(Point placement records)
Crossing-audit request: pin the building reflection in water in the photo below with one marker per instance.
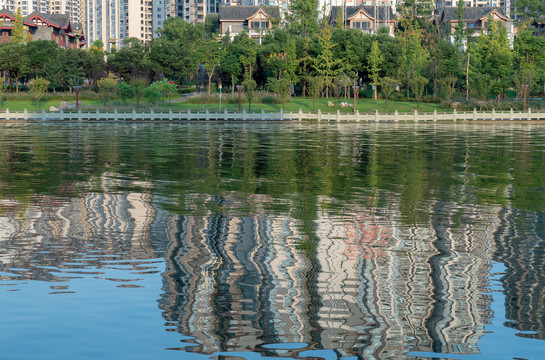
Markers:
(369, 287)
(359, 281)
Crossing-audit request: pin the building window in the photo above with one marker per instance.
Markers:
(260, 24)
(363, 25)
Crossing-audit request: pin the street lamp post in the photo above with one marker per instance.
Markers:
(77, 88)
(524, 92)
(219, 86)
(356, 89)
(239, 88)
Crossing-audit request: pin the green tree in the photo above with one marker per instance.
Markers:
(38, 88)
(282, 87)
(387, 86)
(460, 28)
(529, 9)
(315, 87)
(327, 65)
(108, 87)
(153, 93)
(231, 67)
(18, 34)
(167, 88)
(419, 84)
(132, 60)
(2, 89)
(125, 91)
(138, 86)
(247, 50)
(14, 60)
(375, 62)
(211, 53)
(303, 16)
(249, 87)
(93, 63)
(416, 58)
(482, 84)
(40, 53)
(492, 54)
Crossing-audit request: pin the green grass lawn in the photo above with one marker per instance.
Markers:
(305, 104)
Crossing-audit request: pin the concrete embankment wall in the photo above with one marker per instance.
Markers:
(278, 116)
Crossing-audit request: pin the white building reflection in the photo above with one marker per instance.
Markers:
(357, 281)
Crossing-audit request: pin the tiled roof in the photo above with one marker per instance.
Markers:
(244, 12)
(7, 12)
(470, 13)
(381, 13)
(60, 20)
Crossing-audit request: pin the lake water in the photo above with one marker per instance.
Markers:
(272, 241)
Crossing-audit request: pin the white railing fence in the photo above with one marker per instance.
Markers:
(319, 116)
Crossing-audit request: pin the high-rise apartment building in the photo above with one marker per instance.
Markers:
(70, 7)
(505, 5)
(195, 11)
(113, 21)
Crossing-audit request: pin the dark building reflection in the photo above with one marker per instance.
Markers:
(362, 283)
(520, 245)
(371, 288)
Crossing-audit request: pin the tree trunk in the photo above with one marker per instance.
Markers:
(467, 77)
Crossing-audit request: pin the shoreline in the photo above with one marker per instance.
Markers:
(318, 116)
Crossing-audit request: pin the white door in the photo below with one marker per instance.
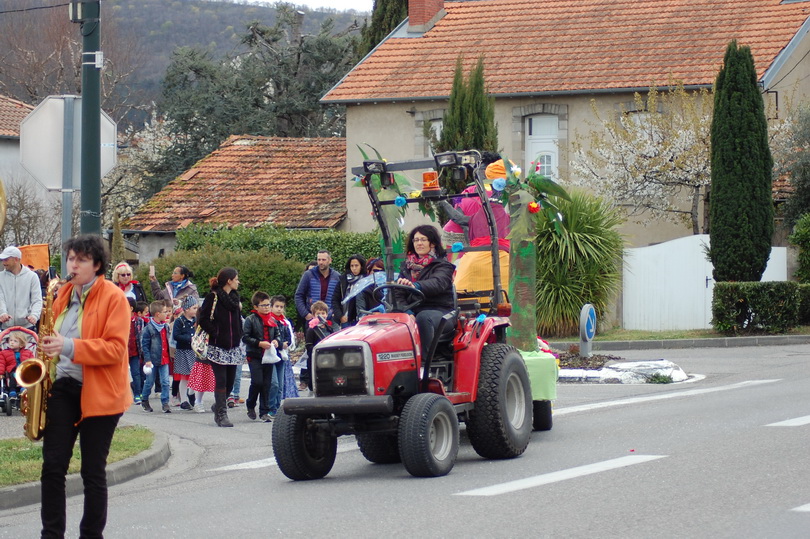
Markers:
(541, 145)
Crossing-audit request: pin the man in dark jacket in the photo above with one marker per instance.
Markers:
(317, 284)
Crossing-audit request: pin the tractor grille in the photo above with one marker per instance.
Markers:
(340, 371)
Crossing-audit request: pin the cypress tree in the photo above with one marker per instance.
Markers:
(469, 121)
(452, 135)
(479, 112)
(741, 212)
(385, 16)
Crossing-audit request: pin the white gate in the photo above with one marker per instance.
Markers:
(669, 286)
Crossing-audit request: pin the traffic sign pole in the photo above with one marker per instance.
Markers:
(67, 174)
(90, 222)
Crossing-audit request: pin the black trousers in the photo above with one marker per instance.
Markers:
(427, 322)
(64, 412)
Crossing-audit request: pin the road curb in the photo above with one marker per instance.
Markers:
(119, 472)
(719, 342)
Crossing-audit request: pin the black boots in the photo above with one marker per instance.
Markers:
(220, 409)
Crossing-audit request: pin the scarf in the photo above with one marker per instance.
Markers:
(415, 264)
(267, 319)
(157, 326)
(125, 286)
(279, 318)
(176, 286)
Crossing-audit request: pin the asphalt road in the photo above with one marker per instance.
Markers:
(725, 455)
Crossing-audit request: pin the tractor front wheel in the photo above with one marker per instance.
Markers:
(428, 435)
(500, 424)
(302, 453)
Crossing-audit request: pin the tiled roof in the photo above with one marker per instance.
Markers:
(549, 46)
(252, 180)
(12, 112)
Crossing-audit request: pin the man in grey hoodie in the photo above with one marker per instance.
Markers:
(20, 292)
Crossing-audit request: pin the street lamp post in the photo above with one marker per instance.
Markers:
(87, 14)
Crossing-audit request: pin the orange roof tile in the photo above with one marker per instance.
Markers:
(551, 46)
(12, 112)
(252, 180)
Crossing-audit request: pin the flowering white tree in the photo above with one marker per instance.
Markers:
(129, 185)
(653, 160)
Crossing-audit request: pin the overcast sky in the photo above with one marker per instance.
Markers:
(340, 5)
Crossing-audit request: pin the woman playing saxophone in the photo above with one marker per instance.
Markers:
(90, 390)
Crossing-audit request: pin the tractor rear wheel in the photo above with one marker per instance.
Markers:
(500, 424)
(302, 453)
(379, 448)
(428, 435)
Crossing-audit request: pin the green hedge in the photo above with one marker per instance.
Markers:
(300, 245)
(755, 307)
(804, 304)
(258, 270)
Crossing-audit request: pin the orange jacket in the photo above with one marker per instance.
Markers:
(102, 348)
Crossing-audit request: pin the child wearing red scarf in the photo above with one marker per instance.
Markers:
(260, 335)
(284, 386)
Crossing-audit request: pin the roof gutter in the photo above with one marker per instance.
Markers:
(784, 55)
(599, 91)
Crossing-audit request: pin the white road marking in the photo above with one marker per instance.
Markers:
(562, 475)
(266, 463)
(662, 396)
(795, 422)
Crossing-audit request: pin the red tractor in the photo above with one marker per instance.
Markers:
(371, 381)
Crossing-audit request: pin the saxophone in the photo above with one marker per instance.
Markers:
(35, 374)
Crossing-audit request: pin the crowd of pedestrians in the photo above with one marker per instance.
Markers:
(161, 358)
(104, 365)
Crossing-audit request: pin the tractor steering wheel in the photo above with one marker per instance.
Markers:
(389, 307)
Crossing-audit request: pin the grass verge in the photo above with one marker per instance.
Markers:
(21, 459)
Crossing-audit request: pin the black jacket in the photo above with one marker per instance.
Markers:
(225, 330)
(338, 309)
(436, 283)
(253, 333)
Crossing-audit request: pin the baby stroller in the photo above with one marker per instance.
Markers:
(10, 393)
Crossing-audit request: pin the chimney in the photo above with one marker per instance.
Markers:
(423, 14)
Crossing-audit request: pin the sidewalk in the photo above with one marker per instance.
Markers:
(664, 344)
(117, 472)
(157, 455)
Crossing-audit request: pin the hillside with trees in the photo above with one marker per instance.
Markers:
(214, 25)
(139, 38)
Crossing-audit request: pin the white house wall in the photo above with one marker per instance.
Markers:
(669, 286)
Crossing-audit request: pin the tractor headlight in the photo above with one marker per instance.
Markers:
(352, 359)
(325, 360)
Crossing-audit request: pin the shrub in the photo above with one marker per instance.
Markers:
(755, 307)
(300, 245)
(258, 270)
(581, 265)
(801, 238)
(804, 304)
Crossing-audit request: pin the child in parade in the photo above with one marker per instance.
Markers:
(134, 351)
(184, 356)
(318, 328)
(11, 357)
(286, 339)
(155, 346)
(260, 336)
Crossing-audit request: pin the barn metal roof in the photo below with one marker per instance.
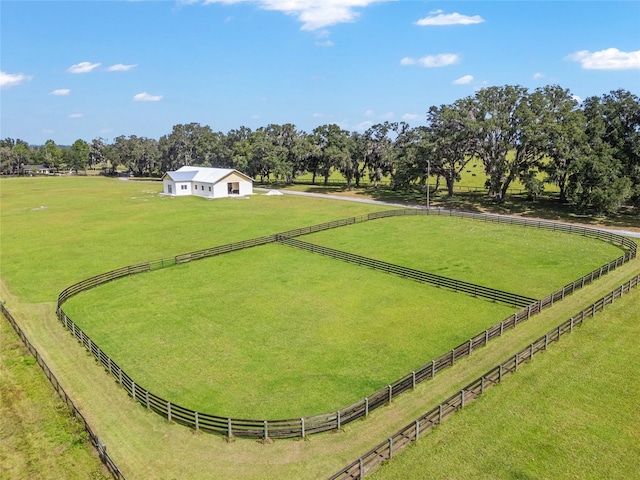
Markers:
(202, 174)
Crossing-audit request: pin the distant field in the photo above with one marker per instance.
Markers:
(274, 332)
(472, 176)
(58, 231)
(527, 261)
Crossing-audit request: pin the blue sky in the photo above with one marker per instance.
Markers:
(87, 69)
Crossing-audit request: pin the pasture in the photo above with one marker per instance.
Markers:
(274, 332)
(526, 261)
(534, 426)
(86, 227)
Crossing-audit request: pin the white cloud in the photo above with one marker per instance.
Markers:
(411, 116)
(121, 67)
(455, 18)
(379, 116)
(463, 80)
(83, 67)
(609, 59)
(12, 79)
(440, 60)
(145, 97)
(314, 14)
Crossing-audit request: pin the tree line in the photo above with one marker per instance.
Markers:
(590, 150)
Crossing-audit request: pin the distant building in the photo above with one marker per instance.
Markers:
(207, 182)
(36, 169)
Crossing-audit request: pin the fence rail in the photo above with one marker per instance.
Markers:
(95, 441)
(405, 272)
(301, 427)
(435, 416)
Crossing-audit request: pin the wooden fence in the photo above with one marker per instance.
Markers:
(435, 416)
(93, 437)
(507, 298)
(301, 427)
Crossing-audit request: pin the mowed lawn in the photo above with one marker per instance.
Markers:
(274, 332)
(572, 413)
(58, 231)
(527, 261)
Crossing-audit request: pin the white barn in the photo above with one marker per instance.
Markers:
(207, 182)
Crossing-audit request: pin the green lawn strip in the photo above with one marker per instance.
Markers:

* WHAT IS EXPECTED: Repeat exactly the lines from the one containing "Crossing-audit request: pin the child in" through the last line of the records above, both included, and leave out the pictures.

* SOLUTION FOR THIS TASK:
Crossing-audit request: pin the child in parade in the photo above with one marker per instance.
Markers:
(134, 351)
(184, 356)
(318, 328)
(11, 357)
(286, 339)
(155, 346)
(260, 336)
Crossing-audit request: pin the barn metal roof in the photo below with one marker per instance.
Markers:
(202, 174)
Crossing-audit request: pin the distant field in the photo above with one marker per instance.
Markers:
(274, 332)
(472, 176)
(58, 231)
(527, 261)
Crossing-audit request: pin the blue sky in the photo above with one marker per instance.
Markers:
(87, 69)
Crossing-audit request: pin the pasture in the photo above with one marker per instance.
Markers:
(274, 332)
(526, 261)
(534, 426)
(86, 227)
Crossing-audit request: pin the white cloud in the photo above with one marker per instance.
Markers:
(411, 116)
(121, 67)
(455, 18)
(379, 116)
(463, 80)
(83, 67)
(609, 59)
(12, 79)
(440, 60)
(145, 97)
(314, 14)
Crossing-audit request: pin the tree line in the photo above with one marker per instance.
Markers:
(590, 150)
Crossing-audit request: pin the distant building in the photo above with one marker per instance.
Markers:
(207, 182)
(36, 169)
Crossing-audit request: pin the fence rail in the photo above with one marker per instance.
Markers:
(95, 441)
(405, 272)
(301, 427)
(435, 416)
Crossing-audit request: pin the wooden fence in the photo above with one marker per instance.
Markers:
(435, 416)
(93, 437)
(507, 298)
(301, 427)
Crossing-audit request: pin the mowed lawn in the photo above with one marker per instance.
Markers:
(274, 332)
(572, 413)
(58, 231)
(527, 261)
Crossing-audit request: pin the white barn in the photo above with one marker per instance.
Markers:
(207, 182)
Crossing-audit request: pin the green lawn strip in the photo above with one marker per instance.
Markers:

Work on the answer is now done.